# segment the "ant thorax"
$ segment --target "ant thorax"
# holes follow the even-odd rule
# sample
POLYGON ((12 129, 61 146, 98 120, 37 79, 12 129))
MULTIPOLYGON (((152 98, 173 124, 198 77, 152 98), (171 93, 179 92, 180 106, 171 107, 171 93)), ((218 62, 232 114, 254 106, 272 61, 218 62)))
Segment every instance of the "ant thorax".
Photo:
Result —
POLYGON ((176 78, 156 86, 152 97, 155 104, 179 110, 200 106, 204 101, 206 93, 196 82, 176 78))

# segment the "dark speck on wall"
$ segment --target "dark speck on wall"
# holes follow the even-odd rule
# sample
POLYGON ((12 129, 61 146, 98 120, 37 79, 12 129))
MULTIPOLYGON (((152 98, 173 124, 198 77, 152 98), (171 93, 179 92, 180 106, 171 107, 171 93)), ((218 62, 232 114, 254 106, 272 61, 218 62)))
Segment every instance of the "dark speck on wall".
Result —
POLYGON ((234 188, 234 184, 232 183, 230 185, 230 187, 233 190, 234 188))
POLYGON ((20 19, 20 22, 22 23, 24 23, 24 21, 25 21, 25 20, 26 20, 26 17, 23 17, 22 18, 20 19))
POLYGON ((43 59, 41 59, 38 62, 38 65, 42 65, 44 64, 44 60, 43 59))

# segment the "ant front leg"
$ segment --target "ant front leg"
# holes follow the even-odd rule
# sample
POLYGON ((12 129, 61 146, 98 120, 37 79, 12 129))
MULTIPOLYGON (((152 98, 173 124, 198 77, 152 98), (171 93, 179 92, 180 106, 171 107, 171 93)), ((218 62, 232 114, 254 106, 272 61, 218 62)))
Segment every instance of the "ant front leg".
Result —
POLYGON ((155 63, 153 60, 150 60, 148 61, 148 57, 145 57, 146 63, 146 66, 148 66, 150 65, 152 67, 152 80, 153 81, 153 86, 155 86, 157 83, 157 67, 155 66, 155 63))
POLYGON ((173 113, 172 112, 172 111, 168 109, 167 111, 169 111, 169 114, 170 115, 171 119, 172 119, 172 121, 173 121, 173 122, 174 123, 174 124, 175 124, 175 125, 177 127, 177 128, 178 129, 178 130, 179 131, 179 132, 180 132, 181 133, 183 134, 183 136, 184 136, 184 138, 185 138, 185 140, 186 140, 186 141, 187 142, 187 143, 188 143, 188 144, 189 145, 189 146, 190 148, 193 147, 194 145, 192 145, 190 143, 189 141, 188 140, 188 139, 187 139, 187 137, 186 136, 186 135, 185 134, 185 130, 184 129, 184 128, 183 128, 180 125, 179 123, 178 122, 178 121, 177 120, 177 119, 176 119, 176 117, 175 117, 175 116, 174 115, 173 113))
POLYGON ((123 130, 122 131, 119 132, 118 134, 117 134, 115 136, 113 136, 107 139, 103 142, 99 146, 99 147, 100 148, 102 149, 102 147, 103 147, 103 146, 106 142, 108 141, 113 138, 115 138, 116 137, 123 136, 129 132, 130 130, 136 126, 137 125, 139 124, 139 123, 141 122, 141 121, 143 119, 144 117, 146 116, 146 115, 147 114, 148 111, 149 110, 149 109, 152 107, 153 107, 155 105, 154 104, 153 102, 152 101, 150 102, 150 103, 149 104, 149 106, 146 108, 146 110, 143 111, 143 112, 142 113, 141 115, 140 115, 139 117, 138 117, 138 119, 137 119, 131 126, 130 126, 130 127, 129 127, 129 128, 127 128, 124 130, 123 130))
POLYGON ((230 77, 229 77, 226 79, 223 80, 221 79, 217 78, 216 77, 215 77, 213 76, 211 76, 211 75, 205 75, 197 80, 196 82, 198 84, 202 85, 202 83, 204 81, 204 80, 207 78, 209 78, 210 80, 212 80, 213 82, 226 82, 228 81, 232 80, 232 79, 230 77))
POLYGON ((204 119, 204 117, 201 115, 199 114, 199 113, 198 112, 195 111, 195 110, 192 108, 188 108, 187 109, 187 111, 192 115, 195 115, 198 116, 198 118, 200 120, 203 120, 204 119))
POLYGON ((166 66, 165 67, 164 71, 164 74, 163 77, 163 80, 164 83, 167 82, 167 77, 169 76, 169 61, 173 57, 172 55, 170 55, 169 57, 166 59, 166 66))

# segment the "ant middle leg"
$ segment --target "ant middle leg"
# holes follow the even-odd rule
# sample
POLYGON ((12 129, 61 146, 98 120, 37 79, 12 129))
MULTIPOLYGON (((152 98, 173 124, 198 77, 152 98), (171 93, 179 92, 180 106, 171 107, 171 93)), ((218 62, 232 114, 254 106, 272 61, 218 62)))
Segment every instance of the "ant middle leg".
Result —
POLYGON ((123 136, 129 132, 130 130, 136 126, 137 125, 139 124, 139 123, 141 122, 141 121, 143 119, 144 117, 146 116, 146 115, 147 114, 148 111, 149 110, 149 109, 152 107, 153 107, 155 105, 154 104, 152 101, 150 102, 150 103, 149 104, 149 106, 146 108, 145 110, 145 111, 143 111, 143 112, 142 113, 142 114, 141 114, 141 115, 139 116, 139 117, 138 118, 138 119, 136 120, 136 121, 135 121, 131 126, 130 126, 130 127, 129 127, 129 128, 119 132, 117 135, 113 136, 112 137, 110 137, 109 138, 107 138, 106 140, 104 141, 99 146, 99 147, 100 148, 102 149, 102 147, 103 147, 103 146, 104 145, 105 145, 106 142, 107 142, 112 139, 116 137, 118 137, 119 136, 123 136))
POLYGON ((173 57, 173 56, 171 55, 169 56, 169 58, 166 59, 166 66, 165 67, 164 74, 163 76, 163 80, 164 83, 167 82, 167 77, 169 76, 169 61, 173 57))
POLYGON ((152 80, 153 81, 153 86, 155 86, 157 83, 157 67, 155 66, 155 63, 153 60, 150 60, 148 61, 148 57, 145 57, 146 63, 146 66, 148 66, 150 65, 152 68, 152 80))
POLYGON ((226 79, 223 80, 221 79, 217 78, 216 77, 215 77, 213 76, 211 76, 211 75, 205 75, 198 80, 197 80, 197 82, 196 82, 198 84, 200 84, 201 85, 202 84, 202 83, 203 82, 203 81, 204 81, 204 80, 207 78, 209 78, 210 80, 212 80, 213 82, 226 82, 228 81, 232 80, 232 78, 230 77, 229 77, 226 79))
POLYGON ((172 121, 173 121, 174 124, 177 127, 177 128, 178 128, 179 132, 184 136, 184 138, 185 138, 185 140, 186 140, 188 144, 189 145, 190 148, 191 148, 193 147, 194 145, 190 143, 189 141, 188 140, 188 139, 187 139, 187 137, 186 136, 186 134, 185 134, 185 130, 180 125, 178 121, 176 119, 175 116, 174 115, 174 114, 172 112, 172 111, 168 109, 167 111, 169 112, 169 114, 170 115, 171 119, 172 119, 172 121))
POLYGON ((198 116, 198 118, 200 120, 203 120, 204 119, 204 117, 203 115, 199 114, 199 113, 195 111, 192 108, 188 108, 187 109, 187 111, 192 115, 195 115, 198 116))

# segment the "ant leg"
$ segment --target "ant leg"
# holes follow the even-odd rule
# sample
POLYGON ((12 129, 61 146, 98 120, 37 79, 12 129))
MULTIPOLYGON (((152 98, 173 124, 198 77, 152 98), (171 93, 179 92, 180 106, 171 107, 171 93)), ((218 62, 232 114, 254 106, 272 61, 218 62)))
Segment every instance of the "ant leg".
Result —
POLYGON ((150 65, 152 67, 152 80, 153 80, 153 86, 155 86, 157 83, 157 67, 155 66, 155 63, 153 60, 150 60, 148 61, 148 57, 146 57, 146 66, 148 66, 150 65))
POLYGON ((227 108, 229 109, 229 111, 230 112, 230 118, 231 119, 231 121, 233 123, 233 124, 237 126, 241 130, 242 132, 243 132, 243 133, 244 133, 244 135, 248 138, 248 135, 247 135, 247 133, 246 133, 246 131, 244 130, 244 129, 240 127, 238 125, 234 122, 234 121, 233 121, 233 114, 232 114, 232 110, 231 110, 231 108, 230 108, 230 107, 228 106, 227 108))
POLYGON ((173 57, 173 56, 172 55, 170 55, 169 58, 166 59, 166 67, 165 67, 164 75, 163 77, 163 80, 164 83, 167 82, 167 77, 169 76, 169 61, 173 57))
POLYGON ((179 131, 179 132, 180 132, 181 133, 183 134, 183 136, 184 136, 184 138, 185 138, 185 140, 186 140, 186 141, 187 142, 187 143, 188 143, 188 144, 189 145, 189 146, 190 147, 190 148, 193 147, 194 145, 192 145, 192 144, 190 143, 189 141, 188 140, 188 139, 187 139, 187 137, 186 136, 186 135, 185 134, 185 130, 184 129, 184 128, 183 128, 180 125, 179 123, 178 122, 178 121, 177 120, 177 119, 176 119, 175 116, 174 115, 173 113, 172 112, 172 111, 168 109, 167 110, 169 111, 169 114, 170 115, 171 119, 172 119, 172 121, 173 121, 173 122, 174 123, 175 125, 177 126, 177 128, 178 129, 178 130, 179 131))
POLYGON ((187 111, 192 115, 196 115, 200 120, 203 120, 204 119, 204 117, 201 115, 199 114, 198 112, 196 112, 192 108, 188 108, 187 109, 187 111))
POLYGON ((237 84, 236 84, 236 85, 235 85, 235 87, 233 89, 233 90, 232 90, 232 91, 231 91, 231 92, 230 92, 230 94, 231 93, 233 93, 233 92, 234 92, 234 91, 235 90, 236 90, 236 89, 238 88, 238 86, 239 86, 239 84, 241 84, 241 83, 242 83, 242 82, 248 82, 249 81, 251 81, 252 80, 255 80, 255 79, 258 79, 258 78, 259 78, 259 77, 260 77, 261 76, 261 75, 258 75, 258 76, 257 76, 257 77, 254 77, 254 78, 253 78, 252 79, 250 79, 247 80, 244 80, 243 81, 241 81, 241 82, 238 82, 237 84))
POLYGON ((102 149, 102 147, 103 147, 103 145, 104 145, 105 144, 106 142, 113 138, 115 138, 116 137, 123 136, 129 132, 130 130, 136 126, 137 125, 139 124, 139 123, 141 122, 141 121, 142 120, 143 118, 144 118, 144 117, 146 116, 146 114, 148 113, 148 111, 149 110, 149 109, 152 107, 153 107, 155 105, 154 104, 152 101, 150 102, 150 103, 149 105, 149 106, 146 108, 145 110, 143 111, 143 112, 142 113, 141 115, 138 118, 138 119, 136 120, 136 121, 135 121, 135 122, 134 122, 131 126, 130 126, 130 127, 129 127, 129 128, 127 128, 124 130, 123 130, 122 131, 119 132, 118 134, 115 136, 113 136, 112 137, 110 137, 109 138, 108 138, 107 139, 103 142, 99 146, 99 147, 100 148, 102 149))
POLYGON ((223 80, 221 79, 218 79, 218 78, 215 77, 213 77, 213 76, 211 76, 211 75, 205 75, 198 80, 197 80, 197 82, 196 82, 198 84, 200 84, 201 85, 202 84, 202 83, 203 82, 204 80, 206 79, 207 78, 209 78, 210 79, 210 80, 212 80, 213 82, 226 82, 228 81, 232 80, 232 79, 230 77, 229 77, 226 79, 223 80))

--------------------

--- DO THIS ---
Write out the records above from the first line through the line containing "POLYGON ((43 59, 41", inclusive, reproducing each line without change.

--- RESULT ---
# segment the "ant thorax"
$ segment --target "ant thorax"
# holes follow the even-odd rule
# sample
POLYGON ((12 129, 61 146, 98 120, 37 79, 12 129))
MULTIPOLYGON (((152 98, 173 124, 198 77, 152 98), (171 93, 179 92, 180 106, 171 107, 171 93)), ((218 62, 232 114, 254 106, 272 61, 218 62)))
Segment every instance of the "ant thorax".
Photo:
Result —
POLYGON ((176 78, 156 86, 152 97, 155 104, 179 110, 200 106, 204 101, 206 93, 196 82, 176 78))

# segment the "dark speck on wall"
$ segment --target "dark speck on wall"
# holes follow the even-odd rule
# sample
POLYGON ((12 129, 61 146, 98 120, 37 79, 12 129))
MULTIPOLYGON (((152 98, 173 124, 198 77, 152 98), (171 93, 179 92, 180 106, 171 107, 171 93)), ((218 62, 232 114, 254 106, 272 61, 218 62)))
Segment every instance of the "dark speck on wall".
Result —
POLYGON ((234 188, 234 184, 232 183, 230 185, 230 187, 233 190, 234 188))
POLYGON ((20 19, 20 22, 22 23, 24 23, 24 21, 25 21, 25 20, 26 20, 26 17, 23 17, 22 18, 20 19))
POLYGON ((43 59, 41 59, 38 62, 38 65, 42 65, 44 64, 44 60, 43 59))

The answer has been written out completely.